§ **YOUR INSTRUCTIONS**: Update the records below, from the line containing "Teacher note: please indicate the lead" through the end of the records, by replacing "single marker" with "single dot" and leaving everything else unchanged. Write out only those lines.

━━━━━━━━━━━━━━━━━━━━

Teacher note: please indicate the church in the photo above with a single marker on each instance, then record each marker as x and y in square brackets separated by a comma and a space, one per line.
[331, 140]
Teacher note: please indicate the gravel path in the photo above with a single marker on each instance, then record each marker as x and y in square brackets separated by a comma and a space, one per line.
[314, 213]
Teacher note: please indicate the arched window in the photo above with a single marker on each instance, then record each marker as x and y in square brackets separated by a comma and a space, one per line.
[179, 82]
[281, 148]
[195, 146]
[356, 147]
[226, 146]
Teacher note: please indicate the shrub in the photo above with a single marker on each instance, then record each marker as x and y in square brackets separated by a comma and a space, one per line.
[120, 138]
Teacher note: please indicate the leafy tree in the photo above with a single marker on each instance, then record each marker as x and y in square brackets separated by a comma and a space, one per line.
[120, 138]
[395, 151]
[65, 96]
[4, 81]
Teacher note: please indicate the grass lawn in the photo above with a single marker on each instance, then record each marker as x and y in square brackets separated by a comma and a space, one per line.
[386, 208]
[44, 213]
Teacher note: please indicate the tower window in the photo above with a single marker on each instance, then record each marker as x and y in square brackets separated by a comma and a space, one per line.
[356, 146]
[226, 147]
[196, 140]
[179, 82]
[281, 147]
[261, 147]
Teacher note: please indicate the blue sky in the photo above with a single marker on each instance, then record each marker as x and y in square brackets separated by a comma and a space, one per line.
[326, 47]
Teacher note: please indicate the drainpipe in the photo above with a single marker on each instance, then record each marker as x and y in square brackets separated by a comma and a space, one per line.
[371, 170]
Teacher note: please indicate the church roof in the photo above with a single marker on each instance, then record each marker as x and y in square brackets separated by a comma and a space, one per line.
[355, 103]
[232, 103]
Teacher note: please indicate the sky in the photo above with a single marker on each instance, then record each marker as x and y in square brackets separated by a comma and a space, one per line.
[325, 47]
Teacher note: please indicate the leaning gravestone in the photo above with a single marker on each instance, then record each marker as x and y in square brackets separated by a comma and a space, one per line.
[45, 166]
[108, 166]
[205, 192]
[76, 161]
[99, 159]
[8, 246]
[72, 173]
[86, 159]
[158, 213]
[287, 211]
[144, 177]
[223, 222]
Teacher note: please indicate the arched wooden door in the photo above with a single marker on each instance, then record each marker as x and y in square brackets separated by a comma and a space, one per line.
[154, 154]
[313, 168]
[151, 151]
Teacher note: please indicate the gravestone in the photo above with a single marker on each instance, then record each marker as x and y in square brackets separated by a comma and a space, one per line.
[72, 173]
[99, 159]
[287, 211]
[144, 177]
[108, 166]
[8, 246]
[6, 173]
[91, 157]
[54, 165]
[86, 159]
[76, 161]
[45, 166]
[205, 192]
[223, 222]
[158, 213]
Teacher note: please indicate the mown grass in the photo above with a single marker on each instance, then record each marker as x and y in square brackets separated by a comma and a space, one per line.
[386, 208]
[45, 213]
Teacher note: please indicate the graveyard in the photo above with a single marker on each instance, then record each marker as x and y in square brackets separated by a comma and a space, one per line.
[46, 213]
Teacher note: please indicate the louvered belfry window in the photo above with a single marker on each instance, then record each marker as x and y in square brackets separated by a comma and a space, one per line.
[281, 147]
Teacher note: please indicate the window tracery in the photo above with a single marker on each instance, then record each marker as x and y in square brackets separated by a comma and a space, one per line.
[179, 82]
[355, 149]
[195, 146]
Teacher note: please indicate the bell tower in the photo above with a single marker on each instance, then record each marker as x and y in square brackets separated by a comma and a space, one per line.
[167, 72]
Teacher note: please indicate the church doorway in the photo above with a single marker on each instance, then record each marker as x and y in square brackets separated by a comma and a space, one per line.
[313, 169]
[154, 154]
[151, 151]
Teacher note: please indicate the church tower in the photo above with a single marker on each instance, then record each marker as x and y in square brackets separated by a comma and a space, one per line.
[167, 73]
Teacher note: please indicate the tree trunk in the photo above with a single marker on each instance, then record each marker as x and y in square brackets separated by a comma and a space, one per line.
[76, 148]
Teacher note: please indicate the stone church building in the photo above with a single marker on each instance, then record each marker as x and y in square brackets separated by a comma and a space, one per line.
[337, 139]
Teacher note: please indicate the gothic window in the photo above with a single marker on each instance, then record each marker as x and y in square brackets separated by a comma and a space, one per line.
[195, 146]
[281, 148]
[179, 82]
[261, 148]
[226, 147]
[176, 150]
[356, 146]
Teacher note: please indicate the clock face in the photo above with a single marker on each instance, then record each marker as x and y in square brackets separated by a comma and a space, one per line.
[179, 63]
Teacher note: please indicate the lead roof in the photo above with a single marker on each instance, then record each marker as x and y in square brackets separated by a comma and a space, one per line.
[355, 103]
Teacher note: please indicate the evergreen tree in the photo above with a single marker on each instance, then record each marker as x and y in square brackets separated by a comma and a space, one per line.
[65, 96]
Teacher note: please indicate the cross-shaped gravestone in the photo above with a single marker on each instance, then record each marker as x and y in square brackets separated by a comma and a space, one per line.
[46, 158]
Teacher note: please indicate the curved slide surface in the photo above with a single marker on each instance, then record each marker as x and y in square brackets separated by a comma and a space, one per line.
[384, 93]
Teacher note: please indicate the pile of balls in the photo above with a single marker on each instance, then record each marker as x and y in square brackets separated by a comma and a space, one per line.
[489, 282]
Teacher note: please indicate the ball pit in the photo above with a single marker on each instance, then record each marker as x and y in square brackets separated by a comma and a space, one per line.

━━━━━━━━━━━━━━━━━━━━

§ **OUTPUT FOR THIS EXERCISE**:
Teacher note: please indicate the lead roof in the photo above with a single dot on each instance, then record each marker as x and y in square brackets separated by a comma and a space, one per line.
[355, 103]
Teacher note: please indicate the evergreen tree in the photo above with a single dot on each instance, then record each marker as x and y in square brackets separated by a comma and a space, one per line.
[65, 96]
Teacher note: please indicate the cross-shaped gravestone in the photo above with a single dot on each instance, then record each marker as x and y in square brackets separated by a comma and a space, one per line.
[46, 158]
Teacher note: please indicate the curved slide surface in the photo above with a single dot on each instance, then record each marker as x and y in square brackets separated by a comma and a space, one per line.
[384, 93]
Teacher note: please indicate the pile of balls in the photo above with a single dot on each instance, then record each marker as x and y in square brackets separated by a comma and a space, one per line.
[489, 282]
Teacher note: please indicate the ball pit in the photo above with a single dot on each instance, then record each marker as x and y in square brackets separated by a comma and a space, one per line.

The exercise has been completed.